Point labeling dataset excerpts
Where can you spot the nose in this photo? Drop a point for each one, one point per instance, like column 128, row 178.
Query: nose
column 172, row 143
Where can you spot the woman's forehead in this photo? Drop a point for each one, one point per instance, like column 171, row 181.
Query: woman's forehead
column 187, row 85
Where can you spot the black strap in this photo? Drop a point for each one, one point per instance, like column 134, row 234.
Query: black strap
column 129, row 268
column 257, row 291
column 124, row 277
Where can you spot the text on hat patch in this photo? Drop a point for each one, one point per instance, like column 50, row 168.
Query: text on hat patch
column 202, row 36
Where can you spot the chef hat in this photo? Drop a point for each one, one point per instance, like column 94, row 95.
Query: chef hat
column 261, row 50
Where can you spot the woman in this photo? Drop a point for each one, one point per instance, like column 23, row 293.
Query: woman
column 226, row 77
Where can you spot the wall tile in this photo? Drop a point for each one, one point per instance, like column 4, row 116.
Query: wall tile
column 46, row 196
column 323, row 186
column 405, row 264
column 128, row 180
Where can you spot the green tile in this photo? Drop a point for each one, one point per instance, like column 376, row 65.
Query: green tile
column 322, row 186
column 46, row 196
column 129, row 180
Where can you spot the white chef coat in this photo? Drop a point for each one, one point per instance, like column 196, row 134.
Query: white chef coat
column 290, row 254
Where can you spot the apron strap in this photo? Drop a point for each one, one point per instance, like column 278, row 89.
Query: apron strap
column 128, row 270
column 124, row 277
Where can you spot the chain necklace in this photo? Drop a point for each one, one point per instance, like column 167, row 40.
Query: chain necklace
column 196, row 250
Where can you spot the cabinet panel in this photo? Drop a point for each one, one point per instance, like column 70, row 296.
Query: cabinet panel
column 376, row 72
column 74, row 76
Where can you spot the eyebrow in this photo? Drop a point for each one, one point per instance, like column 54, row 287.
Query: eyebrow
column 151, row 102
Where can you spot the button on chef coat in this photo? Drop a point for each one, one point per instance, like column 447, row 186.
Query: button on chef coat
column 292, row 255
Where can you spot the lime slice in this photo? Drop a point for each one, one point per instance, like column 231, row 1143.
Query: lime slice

◆ **Description of the task**
In the entries above, find the line containing "Where can you spot the apron". Set down that line and every line after it through the last one, exactly and alone.

◆ **Answer to the task**
Where can you spot the apron strap in this photo? Drop a point for each one, one point per instance, like column 278, row 89.
Query: apron strap
column 128, row 270
column 124, row 277
Where can you spot the chain necklace in this photo? Drop a point for each one, one point per instance, like column 167, row 40.
Query: chain necklace
column 196, row 250
Where can you spot the cabinet panel in this photo? Drop a point for each one, one point per instance, like column 70, row 296.
Query: cabinet panel
column 376, row 72
column 74, row 76
Where can you spot the eyebrow in this photo? Drop a point for each one, one point per instance, like column 54, row 287.
Query: eyebrow
column 151, row 102
Where can you spot the button on chef coat in this photo? Drop a point for each one, one point per instance, like column 447, row 186.
Query: button on chef coat
column 292, row 255
Where can you spot the lime slice in this photo? Drop a point for each one, one point per instance, like column 231, row 1143.
Query: lime slice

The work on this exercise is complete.